*Source:*

■ ■ ■ ■ ■

Excès d'enthousiasme, coup de pub calculé ou propos mal interprétés... Une chose est sûre, les déclarations de John Grotzinger, l'un des principaux responsables de la mission Curiosity, à la radio publique américain NPR mettent l'eau à la bouche. Selon lui, des résultats en provenance de l'outil SAM (Sample Analysis at Mars) du robot explorateur seraient de nature à "entrer dans les livres d'histoire", même s'ils nécessiteraient encore "quelques semaines de vérifications" pour faire l'objet d'une annonce officielle.

■ ■ ■ ■ ■

*Exercice court 1:* D'après la source, de combien de temps de vérifications les résultats auraient-ils encore besoin avant une annonce officielle ?
*Exercice court 2:* Modifiez le passage de la source qui va de "Excès d'enthousiasme, coup" jusqu'à "d'une annonce officielle." en y remplaçant "Curiosity" par "Perseverance".

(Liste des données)

■ ■ ■ ■ ■

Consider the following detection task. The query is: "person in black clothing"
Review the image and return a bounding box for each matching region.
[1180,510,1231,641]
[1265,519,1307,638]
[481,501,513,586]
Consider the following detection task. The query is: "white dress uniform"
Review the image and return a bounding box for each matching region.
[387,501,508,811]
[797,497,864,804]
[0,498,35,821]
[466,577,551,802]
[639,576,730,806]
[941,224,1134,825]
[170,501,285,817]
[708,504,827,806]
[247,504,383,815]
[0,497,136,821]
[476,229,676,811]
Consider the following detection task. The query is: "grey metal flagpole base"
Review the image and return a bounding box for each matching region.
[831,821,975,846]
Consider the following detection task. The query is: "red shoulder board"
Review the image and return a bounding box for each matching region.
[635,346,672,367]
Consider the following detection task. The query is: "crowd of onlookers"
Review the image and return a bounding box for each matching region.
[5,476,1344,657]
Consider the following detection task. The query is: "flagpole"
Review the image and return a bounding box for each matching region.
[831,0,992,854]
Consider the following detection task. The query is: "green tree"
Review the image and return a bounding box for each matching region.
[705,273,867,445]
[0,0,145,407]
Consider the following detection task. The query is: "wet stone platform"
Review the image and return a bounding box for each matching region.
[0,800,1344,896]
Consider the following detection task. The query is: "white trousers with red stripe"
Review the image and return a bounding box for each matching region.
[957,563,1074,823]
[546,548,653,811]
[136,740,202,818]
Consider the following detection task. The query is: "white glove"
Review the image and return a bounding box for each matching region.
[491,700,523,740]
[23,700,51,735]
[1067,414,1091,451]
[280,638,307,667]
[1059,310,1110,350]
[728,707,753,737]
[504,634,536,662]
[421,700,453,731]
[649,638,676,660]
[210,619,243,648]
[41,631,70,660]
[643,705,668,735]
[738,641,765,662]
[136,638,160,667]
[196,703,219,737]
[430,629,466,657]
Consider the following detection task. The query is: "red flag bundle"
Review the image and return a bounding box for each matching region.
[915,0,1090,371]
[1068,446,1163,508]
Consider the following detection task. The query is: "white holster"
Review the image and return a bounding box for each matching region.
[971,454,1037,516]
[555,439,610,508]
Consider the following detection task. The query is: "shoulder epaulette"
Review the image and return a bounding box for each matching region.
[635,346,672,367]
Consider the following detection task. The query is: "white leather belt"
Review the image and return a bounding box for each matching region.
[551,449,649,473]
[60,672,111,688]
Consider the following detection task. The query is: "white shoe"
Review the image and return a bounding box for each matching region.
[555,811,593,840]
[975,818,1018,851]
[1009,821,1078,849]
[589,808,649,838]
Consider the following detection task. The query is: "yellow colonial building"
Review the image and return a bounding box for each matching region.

■ ■ ■ ■ ■

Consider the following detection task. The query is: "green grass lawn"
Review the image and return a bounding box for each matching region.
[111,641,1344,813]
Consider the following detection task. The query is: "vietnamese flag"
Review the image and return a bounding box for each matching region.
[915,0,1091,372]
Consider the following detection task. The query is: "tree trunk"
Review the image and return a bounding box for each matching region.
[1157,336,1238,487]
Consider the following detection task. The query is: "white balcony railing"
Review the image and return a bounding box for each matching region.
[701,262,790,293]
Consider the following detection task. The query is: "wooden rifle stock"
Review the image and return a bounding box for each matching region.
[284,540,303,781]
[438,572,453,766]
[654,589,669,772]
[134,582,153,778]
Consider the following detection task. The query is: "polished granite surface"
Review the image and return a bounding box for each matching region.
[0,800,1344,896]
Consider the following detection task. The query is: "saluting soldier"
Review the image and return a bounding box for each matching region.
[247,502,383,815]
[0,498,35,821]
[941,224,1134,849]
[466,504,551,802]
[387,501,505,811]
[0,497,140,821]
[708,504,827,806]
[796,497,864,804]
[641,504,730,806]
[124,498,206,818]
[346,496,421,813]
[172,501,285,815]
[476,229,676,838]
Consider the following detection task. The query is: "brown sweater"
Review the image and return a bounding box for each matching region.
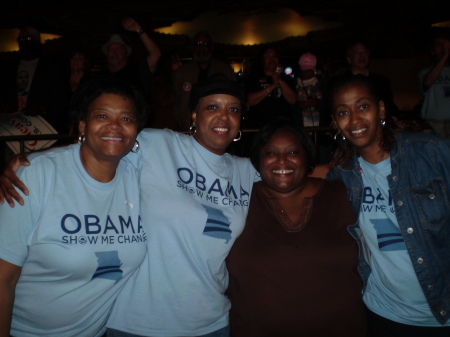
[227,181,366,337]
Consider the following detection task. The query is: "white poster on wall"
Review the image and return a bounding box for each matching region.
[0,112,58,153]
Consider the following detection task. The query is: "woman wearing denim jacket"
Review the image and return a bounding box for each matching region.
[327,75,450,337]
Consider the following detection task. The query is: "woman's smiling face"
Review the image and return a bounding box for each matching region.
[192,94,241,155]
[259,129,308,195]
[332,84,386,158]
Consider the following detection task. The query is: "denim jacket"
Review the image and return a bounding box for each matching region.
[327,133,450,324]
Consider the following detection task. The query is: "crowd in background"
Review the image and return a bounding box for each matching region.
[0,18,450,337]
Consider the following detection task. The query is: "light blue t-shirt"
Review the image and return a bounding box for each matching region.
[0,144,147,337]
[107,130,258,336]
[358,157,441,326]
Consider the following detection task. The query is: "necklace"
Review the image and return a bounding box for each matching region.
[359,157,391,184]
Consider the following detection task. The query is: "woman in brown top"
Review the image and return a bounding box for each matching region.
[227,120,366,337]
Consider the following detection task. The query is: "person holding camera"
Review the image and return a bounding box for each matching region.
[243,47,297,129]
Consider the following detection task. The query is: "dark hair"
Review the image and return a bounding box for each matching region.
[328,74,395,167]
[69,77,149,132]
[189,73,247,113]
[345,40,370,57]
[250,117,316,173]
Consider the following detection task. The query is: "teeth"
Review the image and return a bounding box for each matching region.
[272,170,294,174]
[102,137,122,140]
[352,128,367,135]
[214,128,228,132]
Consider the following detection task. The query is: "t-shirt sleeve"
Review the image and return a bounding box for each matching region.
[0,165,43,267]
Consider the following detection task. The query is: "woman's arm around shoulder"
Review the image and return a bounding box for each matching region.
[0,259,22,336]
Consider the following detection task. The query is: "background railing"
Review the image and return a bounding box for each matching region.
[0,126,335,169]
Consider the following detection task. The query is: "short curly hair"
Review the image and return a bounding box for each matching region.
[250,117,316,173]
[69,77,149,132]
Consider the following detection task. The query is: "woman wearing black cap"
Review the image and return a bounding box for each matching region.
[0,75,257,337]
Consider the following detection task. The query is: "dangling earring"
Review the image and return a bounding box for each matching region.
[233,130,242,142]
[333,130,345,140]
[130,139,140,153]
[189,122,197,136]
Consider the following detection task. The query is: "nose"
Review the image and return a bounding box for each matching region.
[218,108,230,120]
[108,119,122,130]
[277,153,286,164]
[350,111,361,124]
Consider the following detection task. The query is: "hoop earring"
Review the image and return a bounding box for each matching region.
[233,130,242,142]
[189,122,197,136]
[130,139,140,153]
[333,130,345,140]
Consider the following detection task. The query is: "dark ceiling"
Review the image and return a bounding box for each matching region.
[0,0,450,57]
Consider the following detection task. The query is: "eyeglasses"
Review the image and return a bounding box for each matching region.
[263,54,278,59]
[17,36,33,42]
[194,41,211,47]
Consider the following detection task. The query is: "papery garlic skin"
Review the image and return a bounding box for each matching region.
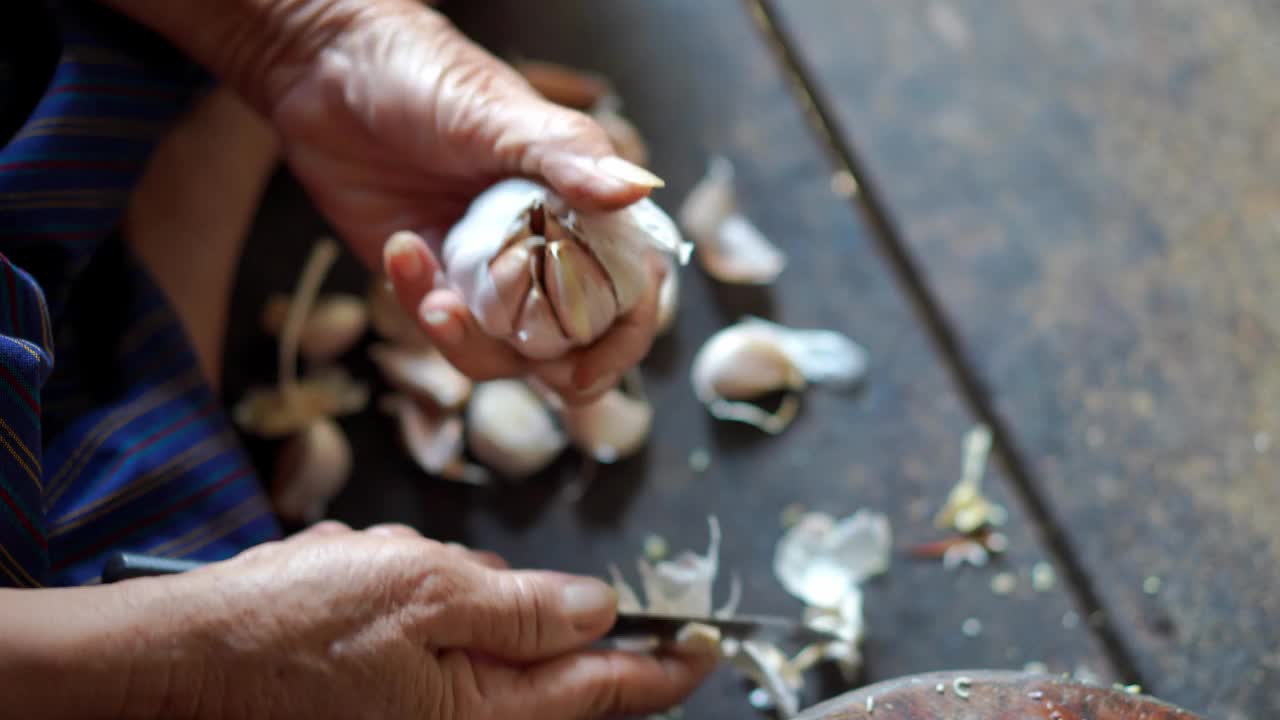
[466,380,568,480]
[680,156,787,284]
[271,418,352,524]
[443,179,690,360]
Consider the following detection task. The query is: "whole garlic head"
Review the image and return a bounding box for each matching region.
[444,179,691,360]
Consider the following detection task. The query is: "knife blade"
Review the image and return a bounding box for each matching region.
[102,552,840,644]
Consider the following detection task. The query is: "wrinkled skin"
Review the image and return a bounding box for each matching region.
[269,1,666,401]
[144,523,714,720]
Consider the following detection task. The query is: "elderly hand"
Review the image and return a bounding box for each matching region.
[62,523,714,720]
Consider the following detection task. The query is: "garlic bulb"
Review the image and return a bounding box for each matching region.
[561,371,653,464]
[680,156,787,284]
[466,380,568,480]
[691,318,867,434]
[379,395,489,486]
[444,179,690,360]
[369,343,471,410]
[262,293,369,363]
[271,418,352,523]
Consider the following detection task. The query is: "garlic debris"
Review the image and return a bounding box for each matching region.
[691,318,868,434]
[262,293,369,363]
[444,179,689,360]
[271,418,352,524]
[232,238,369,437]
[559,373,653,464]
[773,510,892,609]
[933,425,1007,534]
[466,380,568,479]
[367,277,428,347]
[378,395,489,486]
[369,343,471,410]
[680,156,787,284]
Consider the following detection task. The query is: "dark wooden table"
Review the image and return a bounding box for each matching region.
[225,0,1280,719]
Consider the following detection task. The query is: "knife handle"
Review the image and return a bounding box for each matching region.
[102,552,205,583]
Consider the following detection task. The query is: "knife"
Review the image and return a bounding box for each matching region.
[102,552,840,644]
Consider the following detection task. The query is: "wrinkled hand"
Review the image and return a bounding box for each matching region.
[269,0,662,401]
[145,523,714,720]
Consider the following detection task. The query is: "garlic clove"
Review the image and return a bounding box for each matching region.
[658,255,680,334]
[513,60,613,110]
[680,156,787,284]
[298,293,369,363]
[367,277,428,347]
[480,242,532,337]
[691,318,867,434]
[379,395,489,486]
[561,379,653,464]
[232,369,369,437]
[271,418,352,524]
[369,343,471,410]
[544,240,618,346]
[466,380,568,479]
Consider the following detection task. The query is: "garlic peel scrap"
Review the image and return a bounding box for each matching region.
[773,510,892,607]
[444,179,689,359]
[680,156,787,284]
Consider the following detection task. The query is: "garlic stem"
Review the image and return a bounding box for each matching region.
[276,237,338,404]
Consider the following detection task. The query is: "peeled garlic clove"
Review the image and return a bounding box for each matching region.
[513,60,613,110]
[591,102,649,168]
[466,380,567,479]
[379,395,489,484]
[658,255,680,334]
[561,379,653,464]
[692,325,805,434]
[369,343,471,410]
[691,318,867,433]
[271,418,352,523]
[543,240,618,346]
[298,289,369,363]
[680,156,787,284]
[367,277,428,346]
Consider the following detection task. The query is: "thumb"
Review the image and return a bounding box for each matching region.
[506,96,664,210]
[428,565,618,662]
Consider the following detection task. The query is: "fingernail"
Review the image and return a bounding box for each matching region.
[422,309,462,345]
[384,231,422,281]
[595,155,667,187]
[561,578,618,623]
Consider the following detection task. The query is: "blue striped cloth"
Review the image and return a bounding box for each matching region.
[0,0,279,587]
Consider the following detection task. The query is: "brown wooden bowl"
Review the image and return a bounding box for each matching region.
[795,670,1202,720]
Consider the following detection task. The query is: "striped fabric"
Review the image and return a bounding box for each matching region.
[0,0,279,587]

■ ■ ■ ■ ■

*Réponse complète 1:* Quelques semaines de vérifications.

*Réponse complète 2:*
Excès d'enthousiasme, coup de pub calculé ou propos mal interprétés... Une chose est sûre, les déclarations de John Grotzinger, l'un des principaux responsables de la mission Perseverance, à la radio publique américain NPR mettent l'eau à la bouche. Selon lui, des résultats en provenance de l'outil SAM (Sample Analysis at Mars) du robot explorateur seraient de nature à "entrer dans les livres d'histoire", même s'ils nécessiteraient encore "quelques semaines de vérifications" pour faire l'objet d'une annonce officielle.